PROVIDED TEXT:
___

Crime & Safety

Man Accused Of Attacking Nurse In Jail Will Face A Murder Trial

Charges stem from alleged assault last October when a nurse was attacked by an inmate of County Jail.

An inmate accused of killing a nurse in an unprovoked attack in Contra Costa County jail last October was ordered to stand trial for murder today following a preliminary hearing.

Aaron Nygaard, 35, of El Cerrito, has been charged with murder in connection with the death of Cynthia Palomata, 55, of El Sobrante, who he allegedly attacked with a lamp on Oct. 25, 2010.

Nygaard had been arrested that morning after an El Cerrito resident caught him burglarizing his home, police said.

He was taken to county jail in Martinez and was in the jail's intake area when, at about 4 p.m., he allegedly faked a seizure.

Contra Costa County Sheriff's Deputy Dana Sanchou said she interviewed another nurse who was working with Palomata the day of the attack.          

The nurse told her that Nygaard was thrashing around on the floor in front of a holding cell, but that he was clearly not having a seizure, Sanchou said.

He was sent to the nurse's station, where he admitted to a deputy that he had faked the seizure because he wanted to get out of the holding
cell he had been placed in, Sanchou said.

Palomata and the other nurse checked Nygaard's vital signs and began treating him for what appeared to be alcohol withdrawal.

When the second nurse went to tell a sergeant that Nygaard had not had a seizure and could be booked into jail, Nygaard allegedly grabbed a lamp off the desk, stood up and struck Palomata on the head with it, Sanchou said.
         
According to Sanchou, one witness, an immigration agent who was
booking other inmates into the jail, said he saw Nygaard swing the lamp at Palomata's head with both hands. The lamp shattered when it hit her and "she fell back like a statue and hit the ground," Sanchou said.

Contra Costa County sheriff's Deputy Jill Schwinn testified that she was searching a female inmate near the nurse's station when she saw
Nygaard strike Palomata with the lamp and then step over her body and start running.

She said she and other deputies chased Nygaard and ordered him to the ground, but he continued to be combative so they shot him with a Taser.

___

EXCERPTED DATA:

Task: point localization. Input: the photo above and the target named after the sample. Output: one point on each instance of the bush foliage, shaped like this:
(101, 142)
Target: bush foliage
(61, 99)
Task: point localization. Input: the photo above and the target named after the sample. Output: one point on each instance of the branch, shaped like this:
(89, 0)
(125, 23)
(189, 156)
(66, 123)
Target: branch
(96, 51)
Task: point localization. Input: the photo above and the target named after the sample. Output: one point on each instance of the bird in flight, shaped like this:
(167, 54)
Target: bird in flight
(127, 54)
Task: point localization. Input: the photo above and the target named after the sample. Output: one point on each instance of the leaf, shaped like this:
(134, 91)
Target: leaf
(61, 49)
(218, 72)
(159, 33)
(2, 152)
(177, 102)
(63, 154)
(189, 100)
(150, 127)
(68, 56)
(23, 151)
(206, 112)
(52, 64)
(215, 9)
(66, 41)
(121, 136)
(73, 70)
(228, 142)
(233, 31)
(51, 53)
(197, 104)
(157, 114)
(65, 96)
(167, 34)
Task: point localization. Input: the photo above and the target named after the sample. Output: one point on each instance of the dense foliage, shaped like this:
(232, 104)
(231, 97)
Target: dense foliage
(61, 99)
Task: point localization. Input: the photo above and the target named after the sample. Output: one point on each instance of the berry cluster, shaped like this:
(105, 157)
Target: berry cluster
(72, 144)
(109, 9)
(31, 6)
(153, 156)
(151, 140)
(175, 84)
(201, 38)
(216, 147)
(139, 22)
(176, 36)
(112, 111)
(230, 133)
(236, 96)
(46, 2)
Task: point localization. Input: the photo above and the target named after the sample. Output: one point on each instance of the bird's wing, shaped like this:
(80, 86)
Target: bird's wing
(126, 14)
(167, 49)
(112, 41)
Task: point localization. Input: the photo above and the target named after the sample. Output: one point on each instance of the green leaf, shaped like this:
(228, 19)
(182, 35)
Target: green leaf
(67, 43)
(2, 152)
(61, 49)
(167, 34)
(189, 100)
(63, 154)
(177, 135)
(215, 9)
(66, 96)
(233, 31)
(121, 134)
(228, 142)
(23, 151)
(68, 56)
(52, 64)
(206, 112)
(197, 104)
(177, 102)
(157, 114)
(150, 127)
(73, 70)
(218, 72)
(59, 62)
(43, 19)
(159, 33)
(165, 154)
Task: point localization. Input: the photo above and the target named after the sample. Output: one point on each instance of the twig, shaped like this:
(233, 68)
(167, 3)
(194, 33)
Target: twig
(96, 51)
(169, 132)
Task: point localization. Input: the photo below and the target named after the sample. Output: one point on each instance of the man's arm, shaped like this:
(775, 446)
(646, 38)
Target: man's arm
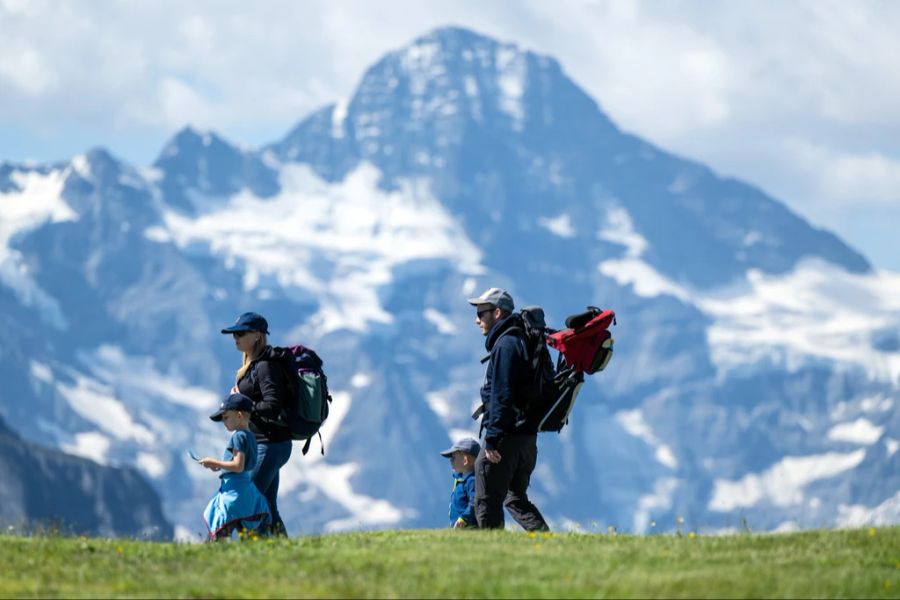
(502, 413)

___

EXERCISE REQUIREMENTS:
a - Decide whether each statement agrees with the report on the jail nurse attack, answering yes or no and quoting the words from the report that settle it: (i) Nygaard is said to have faked a seizure. (ii) Palomata was struck with a chair. (iii) Deputies used a Taser on Nygaard.
b - Carry the report on the jail nurse attack forward from its last sentence.
The rows have nothing to do with this exercise.

ANSWERS TO THE EXERCISES:
a -
(i) Yes: "he allegedly faked a seizure."
(ii) No: "Nygaard allegedly grabbed a lamp off the desk, stood up and struck Palomata on the head with it."
(iii) Yes: "so they shot him with a Taser."

b -
Palomata, who had worked as a nurse in Bay Area hospitals for 20 years and had worked at the Martinez Detention Facility for five years, was taken to John Muir Medical Center in Walnut Creek, where she died three days later.

Prosecutor Barry Grove said outside the courtroom that Nygaard was originally from the Midwest, where he had a short criminal history, which included mostly alcohol-related convictions.

"He's a cold blooded murderer," Palomata's sister Cecille Schutzmann-Barraca said of Nygaard. "And my sister didn't deserve it."

She said she hoped that officials would work to make jails safer for the nurses and other employees working in them.

Schutzmann-Barraca, along with more than half a dozen of Palomata's family members, attended the hearing today.

Shortly after Palomata was killed, the California Nurses Association began working with Assemblywoman Mary Hayashi, D-Castro Valley,
to introduce new legislation that would mandate better protections for nurses working in correctional facilities and other places where medical care is provided.
         
Liz Jacobs, a spokeswoman for the union, said today that the proposed bill failed in the state Assembly because of costs.

Union members are planning to discuss new strategies for the bill once the current legislative session is over, Jacobs said.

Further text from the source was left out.